WORK REQUIRED: Carry on the passage about Fata Orlović from the point where it stops.

PASSAGE:
===
Bosnian activist (born 1942)

Fata Orlović (born 6 August 1942) is a Bosnian woman who was in a legal battle with authorities of Republika Srpska since she moved back to her home in the Bosnian village of Konjević Polje near Bratunac five years after the end of the Bosnian War in 2000 until 2021. In 2000, Orlović, who had been living as a refugee and war widow ever since the end of the war, returned to her home in Konjević Polje to find that a Serbian Orthodox church had been built on the piece of her property. She was in the legal struggle to claim the right to the property for over 20 years.

==Pre-war life==
Fata was born on 6 August 1942 to Muslim and ethnically Bosniak parents Šaban and Zlatka Husejnović, in the eastern Bosnian hamlet Hrnčići on the outskirts of Bratunac. She married Šaćir Orlović, with whom she had seven children including four daughters: Fatima, Zlatka, Hurija, and Senija; and three sons: Šaban, Hasan, and Ejub.

Before the war, Fata had four houses and four stables. Along with many Bosniaks living in the hill villages of the Drina Valley, she was expelled from the village by the Army of Republika Srpska during the war. Her husband Šaćir and between 22 and 28 other family members were killed and she and her seven children made refugees.

==Return to Konjević Polje and legal battle==
When she returned to Konjević Polje in 2000, she found that her home had been completely demolished and a Serbian Orthodox church built on her land. The church was built in the summer of 1996, upon the end of the war.

Fata Orlović has fought tenaciously to have the church removed from her garden, in the face of bureaucratic resistance and physical intimidation.

She pursued a legal action through the courts which found in her favour and against the priest, ordering the church to be demolished. Although her lawyer advised her to file charges for the mistreatment, injuries and death threats she received, Fata preferred to set an example to her opponents, maintaining that "We should let things go now, it is the smartest thing to do. I am hurt, but I can not hurt anymore." She insisted that she was proud of herself and her children, and of her "smart but agonized people."
===
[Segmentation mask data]
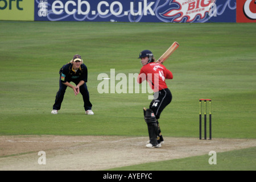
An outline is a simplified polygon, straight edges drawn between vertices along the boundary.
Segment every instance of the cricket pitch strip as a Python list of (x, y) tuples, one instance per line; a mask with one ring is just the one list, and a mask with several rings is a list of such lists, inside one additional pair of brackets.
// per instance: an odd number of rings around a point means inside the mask
[[(255, 139), (164, 139), (162, 148), (147, 148), (148, 137), (0, 136), (0, 170), (98, 171), (256, 146)], [(41, 151), (45, 164), (39, 164)]]

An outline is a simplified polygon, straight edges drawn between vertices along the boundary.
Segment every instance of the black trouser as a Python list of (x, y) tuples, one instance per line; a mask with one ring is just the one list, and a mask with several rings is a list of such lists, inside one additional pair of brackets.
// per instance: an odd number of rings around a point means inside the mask
[[(156, 119), (158, 119), (163, 110), (171, 103), (172, 96), (171, 91), (167, 88), (155, 93), (154, 96), (154, 98), (150, 105), (150, 109), (153, 111)], [(158, 98), (155, 98), (157, 96)]]
[(156, 118), (158, 125), (158, 135), (160, 137), (160, 142), (162, 142), (163, 141), (163, 138), (158, 119), (160, 118), (160, 115), (163, 109), (171, 103), (172, 96), (171, 91), (167, 88), (155, 93), (154, 96), (154, 98), (150, 105), (150, 109), (153, 111)]
[[(79, 83), (80, 80), (73, 80), (72, 81), (76, 85)], [(61, 81), (59, 81), (60, 88), (59, 91), (57, 92), (55, 98), (55, 102), (53, 106), (53, 109), (60, 110), (61, 106), (62, 101), (63, 101), (64, 96), (67, 89), (67, 85), (65, 85), (61, 82)], [(90, 102), (89, 92), (87, 89), (86, 84), (85, 82), (84, 84), (80, 86), (79, 88), (79, 90), (82, 96), (82, 99), (84, 100), (84, 107), (85, 111), (88, 110), (91, 110), (92, 105)]]

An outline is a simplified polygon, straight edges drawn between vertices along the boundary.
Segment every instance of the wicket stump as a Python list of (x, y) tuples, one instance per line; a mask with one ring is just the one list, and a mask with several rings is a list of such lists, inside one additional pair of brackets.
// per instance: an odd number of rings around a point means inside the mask
[[(204, 101), (204, 106), (203, 107), (202, 101)], [(207, 101), (209, 101), (209, 139), (212, 139), (212, 100), (210, 99), (200, 99), (199, 100), (199, 139), (202, 139), (202, 110), (204, 109), (204, 139), (207, 139)]]

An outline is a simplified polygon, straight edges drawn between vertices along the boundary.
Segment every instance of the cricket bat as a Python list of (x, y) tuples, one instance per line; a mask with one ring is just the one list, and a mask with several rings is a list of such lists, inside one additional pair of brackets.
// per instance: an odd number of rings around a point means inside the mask
[(174, 43), (170, 47), (164, 52), (163, 55), (160, 57), (160, 58), (156, 61), (158, 63), (163, 63), (168, 57), (171, 56), (172, 53), (174, 53), (174, 51), (175, 51), (180, 46), (177, 42), (174, 42)]

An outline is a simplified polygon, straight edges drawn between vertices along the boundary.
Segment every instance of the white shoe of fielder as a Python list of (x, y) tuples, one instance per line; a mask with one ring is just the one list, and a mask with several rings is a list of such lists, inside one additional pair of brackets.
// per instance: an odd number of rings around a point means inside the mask
[(92, 110), (88, 110), (85, 111), (85, 114), (88, 114), (88, 115), (93, 115), (94, 114), (94, 113), (93, 113), (93, 112), (92, 111)]
[[(147, 140), (147, 143), (150, 143), (150, 140)], [(163, 144), (164, 143), (164, 141), (162, 141), (160, 143), (161, 144)]]
[(56, 110), (56, 109), (53, 109), (52, 110), (52, 111), (51, 112), (51, 113), (53, 114), (58, 114), (58, 110)]
[(161, 143), (158, 143), (156, 146), (154, 146), (152, 143), (148, 143), (146, 145), (147, 148), (161, 148)]

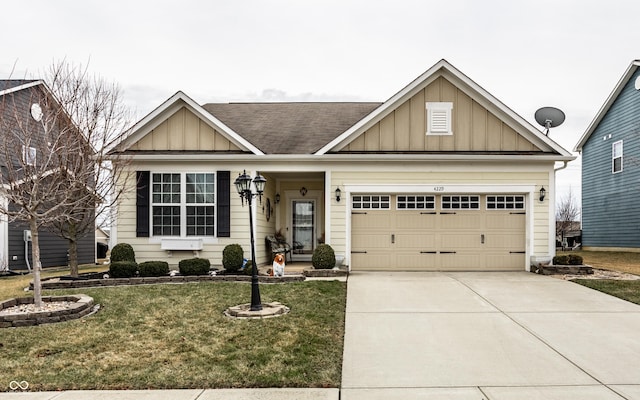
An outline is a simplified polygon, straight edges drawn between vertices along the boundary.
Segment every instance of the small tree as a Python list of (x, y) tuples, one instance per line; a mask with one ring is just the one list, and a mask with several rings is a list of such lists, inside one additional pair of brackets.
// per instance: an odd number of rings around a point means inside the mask
[(580, 207), (574, 198), (571, 188), (556, 208), (556, 237), (560, 237), (564, 246), (565, 235), (574, 229), (574, 223), (580, 219)]

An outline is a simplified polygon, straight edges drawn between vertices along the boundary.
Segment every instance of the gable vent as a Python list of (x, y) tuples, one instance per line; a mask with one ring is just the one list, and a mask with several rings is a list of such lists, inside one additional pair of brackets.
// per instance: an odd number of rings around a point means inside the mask
[(427, 103), (427, 135), (452, 135), (451, 111), (453, 103)]

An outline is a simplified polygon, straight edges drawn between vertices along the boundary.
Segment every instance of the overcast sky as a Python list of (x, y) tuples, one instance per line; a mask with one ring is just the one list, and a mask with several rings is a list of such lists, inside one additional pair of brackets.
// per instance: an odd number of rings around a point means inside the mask
[[(638, 0), (20, 0), (3, 2), (0, 77), (54, 61), (117, 82), (139, 118), (196, 102), (385, 101), (444, 58), (572, 150), (632, 60)], [(542, 128), (541, 128), (542, 129)], [(558, 194), (580, 196), (580, 160)]]

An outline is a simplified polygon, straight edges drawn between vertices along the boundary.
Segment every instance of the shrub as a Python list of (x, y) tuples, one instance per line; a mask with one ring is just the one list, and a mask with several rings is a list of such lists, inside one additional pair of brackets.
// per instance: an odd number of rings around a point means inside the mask
[(169, 263), (166, 261), (145, 261), (138, 264), (140, 276), (165, 276), (169, 274)]
[(211, 262), (206, 258), (188, 258), (178, 263), (182, 275), (207, 275)]
[(336, 254), (328, 244), (321, 244), (313, 251), (311, 264), (316, 269), (331, 269), (336, 266)]
[(138, 264), (135, 261), (115, 261), (109, 265), (109, 276), (112, 278), (131, 278), (136, 276)]
[(569, 256), (561, 255), (553, 257), (553, 265), (569, 265)]
[(229, 272), (236, 272), (242, 268), (244, 251), (237, 243), (227, 245), (222, 250), (222, 266)]
[(111, 262), (136, 261), (136, 253), (128, 243), (118, 243), (111, 249)]
[(584, 260), (582, 259), (582, 256), (579, 256), (577, 254), (569, 254), (569, 265), (582, 265), (584, 264), (583, 261)]

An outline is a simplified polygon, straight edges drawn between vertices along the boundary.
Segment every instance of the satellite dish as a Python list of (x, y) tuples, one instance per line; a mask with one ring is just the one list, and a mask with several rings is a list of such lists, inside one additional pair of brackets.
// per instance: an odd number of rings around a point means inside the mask
[(545, 135), (549, 134), (550, 128), (562, 125), (564, 113), (555, 107), (542, 107), (535, 113), (536, 122), (547, 128)]

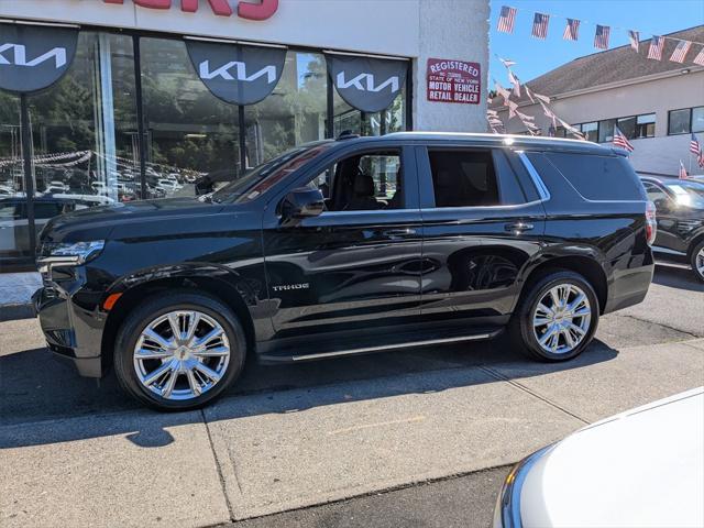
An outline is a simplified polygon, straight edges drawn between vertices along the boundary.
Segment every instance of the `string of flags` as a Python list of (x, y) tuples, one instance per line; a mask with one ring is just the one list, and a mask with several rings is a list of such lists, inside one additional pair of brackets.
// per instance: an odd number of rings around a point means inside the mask
[[(526, 96), (532, 103), (538, 102), (542, 108), (542, 112), (552, 121), (551, 130), (557, 130), (558, 127), (562, 127), (570, 134), (579, 140), (586, 141), (584, 134), (572, 127), (570, 123), (558, 117), (552, 109), (549, 107), (550, 98), (548, 96), (543, 96), (542, 94), (536, 94), (527, 85), (521, 85), (518, 76), (512, 69), (512, 66), (515, 66), (516, 63), (510, 59), (498, 57), (502, 64), (506, 67), (506, 73), (508, 74), (508, 81), (512, 85), (512, 90), (508, 90), (501, 82), (494, 79), (494, 89), (496, 90), (497, 97), (504, 99), (504, 106), (508, 108), (508, 119), (518, 118), (520, 122), (526, 127), (526, 130), (530, 135), (540, 135), (542, 131), (540, 127), (536, 124), (536, 118), (532, 116), (528, 116), (518, 110), (518, 103), (516, 101), (510, 100), (510, 96), (518, 98), (521, 95), (521, 89), (526, 92)], [(491, 101), (490, 101), (491, 102)], [(488, 121), (488, 125), (492, 129), (492, 132), (495, 134), (504, 133), (506, 128), (498, 117), (498, 112), (496, 110), (492, 110), (491, 108), (486, 110), (486, 120)]]
[[(509, 6), (502, 6), (498, 15), (498, 23), (496, 30), (501, 33), (512, 33), (514, 32), (516, 25), (516, 13), (518, 12), (517, 8), (512, 8)], [(530, 34), (535, 38), (546, 40), (548, 37), (548, 26), (550, 24), (550, 18), (553, 16), (549, 13), (540, 13), (535, 12), (532, 18), (532, 28)], [(580, 25), (582, 22), (578, 19), (566, 19), (566, 25), (564, 26), (564, 31), (562, 33), (562, 38), (565, 41), (576, 41), (579, 40)], [(597, 50), (608, 50), (608, 43), (612, 35), (612, 26), (595, 24), (596, 29), (594, 32), (594, 47)], [(620, 29), (620, 28), (617, 28)], [(630, 47), (638, 52), (640, 46), (640, 32), (636, 30), (626, 30), (628, 33), (628, 41), (630, 43)], [(700, 66), (704, 66), (704, 43), (702, 42), (693, 42), (686, 41), (684, 38), (676, 38), (673, 36), (663, 36), (663, 35), (652, 35), (650, 40), (650, 47), (648, 48), (648, 58), (652, 61), (662, 61), (662, 53), (664, 50), (666, 40), (678, 41), (678, 44), (670, 56), (670, 61), (673, 63), (684, 63), (690, 50), (693, 44), (702, 46), (698, 53), (692, 58), (694, 64)]]
[(704, 151), (694, 132), (692, 132), (692, 140), (690, 141), (690, 152), (696, 157), (696, 163), (700, 168), (704, 168)]

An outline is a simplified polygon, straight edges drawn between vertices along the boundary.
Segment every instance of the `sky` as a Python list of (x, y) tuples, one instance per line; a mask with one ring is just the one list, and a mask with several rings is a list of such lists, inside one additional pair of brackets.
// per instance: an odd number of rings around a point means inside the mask
[[(502, 6), (518, 10), (513, 34), (496, 31)], [(609, 48), (628, 44), (626, 30), (640, 31), (642, 41), (653, 34), (704, 24), (704, 0), (491, 0), (491, 7), (490, 89), (494, 86), (492, 78), (508, 84), (506, 68), (496, 55), (515, 61), (512, 69), (527, 81), (576, 57), (598, 52), (593, 46), (597, 23), (612, 26)], [(544, 41), (530, 36), (536, 11), (551, 15)], [(576, 42), (562, 40), (568, 16), (582, 21)], [(694, 45), (690, 54), (698, 50)]]

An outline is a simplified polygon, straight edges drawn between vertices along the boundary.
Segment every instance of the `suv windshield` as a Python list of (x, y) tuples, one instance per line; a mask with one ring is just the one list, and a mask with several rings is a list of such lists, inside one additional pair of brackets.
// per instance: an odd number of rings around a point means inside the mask
[(312, 143), (292, 148), (213, 193), (212, 201), (241, 204), (253, 200), (301, 165), (318, 157), (332, 144), (333, 142)]
[(704, 184), (678, 180), (666, 185), (679, 206), (704, 209)]

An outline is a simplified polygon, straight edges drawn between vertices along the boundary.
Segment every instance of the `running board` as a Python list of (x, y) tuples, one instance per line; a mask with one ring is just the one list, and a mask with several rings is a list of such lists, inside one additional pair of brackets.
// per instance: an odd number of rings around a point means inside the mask
[(425, 339), (420, 341), (407, 341), (404, 343), (385, 344), (377, 346), (362, 346), (359, 349), (336, 350), (332, 352), (319, 352), (315, 354), (295, 354), (295, 355), (260, 355), (260, 361), (266, 363), (294, 362), (300, 363), (305, 361), (323, 360), (329, 358), (340, 358), (345, 355), (371, 354), (374, 352), (387, 352), (392, 350), (409, 349), (417, 346), (429, 346), (432, 344), (460, 343), (464, 341), (483, 341), (498, 336), (503, 329), (494, 330), (485, 333), (475, 333), (472, 336), (457, 336), (452, 338)]

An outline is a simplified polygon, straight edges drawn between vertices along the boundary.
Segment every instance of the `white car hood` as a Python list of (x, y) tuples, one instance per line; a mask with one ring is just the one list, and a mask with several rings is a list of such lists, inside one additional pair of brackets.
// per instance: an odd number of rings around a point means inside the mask
[(704, 387), (585, 427), (526, 476), (524, 528), (704, 526)]

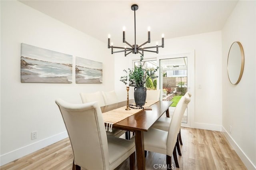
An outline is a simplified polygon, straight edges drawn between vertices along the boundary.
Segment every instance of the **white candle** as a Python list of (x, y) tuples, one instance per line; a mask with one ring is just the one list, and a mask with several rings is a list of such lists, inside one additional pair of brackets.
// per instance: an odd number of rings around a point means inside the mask
[(129, 70), (128, 70), (128, 72), (127, 73), (127, 87), (129, 86)]

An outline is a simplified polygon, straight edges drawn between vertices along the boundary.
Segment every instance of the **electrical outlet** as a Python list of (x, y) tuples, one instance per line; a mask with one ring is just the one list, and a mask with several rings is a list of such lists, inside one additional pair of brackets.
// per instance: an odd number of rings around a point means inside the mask
[(37, 134), (36, 134), (36, 131), (31, 132), (31, 140), (33, 140), (37, 138)]

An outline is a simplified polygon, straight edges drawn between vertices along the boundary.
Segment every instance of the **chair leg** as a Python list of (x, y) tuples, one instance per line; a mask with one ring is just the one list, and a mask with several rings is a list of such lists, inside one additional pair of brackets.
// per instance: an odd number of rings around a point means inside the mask
[(144, 154), (145, 155), (145, 157), (146, 158), (146, 157), (147, 157), (147, 153), (148, 151), (147, 151), (146, 150), (144, 150)]
[(172, 169), (172, 156), (166, 155), (166, 164), (167, 165), (167, 170)]
[(75, 165), (73, 160), (73, 166), (72, 166), (72, 170), (81, 170), (81, 167), (77, 165)]
[(179, 140), (180, 140), (180, 144), (182, 145), (183, 144), (182, 144), (182, 141), (181, 140), (181, 134), (180, 134), (180, 132), (179, 132), (179, 134), (178, 134), (178, 135), (179, 136)]
[(176, 147), (177, 148), (177, 150), (178, 151), (178, 153), (179, 154), (179, 155), (181, 156), (181, 151), (180, 150), (180, 143), (179, 142), (178, 134), (177, 136), (177, 141), (176, 142)]
[(179, 162), (178, 162), (178, 158), (177, 157), (177, 153), (176, 152), (176, 145), (174, 146), (174, 148), (172, 152), (173, 155), (173, 159), (174, 160), (174, 162), (175, 162), (175, 165), (176, 165), (176, 168), (180, 168), (179, 166)]
[(135, 152), (132, 153), (130, 156), (130, 169), (135, 170)]

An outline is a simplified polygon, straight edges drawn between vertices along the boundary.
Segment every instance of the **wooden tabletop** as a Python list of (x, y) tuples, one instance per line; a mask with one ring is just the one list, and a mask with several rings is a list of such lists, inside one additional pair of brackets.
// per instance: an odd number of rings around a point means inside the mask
===
TASK OUTPUT:
Her efforts were supported by journalists who wholeheartedly supported Fata and helped spread the news of her struggle.

In 2007, the Government of Republika Srpska agreed to fund the relocation of the church. The Office of the High Representative welcomed the agreement as a sign that Fata Orlović's right to private property would be respected.

Fata Orlović's fight against the church is regarded as a test of the potential for restoration of the rule of law in a divided Bosnia. According to James Rodehaver, human rights director for the Organization for Security and Co-operation in Europe (OSCE) in Sarajevo, the relocation of the church will be an important indicator of a return to the rule of law and the possibility of resolving the legacy of the war.

Fata Orlović had previously stated that she would get rid of the church even if it meant her own death.

She has had to build her own home on the charred remains of the old one, with her own funds and some assistance from Sulejman Tihić, former member of the government of Bosnia and Herzegovina, who provided roofing tiles, windows, and doors. For a long time she had to get by without electricity or a water supply.

==Awards==
The US Embassy in Bosnia and Herzegovina nominated Fata Orlović for the international "The Woman of Courage" award, given to brave women who fight for their rights in a nonviolent way. Orlović was chosen as the 2007 Person of the Year by the Bosnian newspapers "Dnevni avaz" and "Preporod".

==Documentary==
Orlović was the subject of an Al Jazeera Balkans documentary in November 2012 called The House That Fata Didn't Build.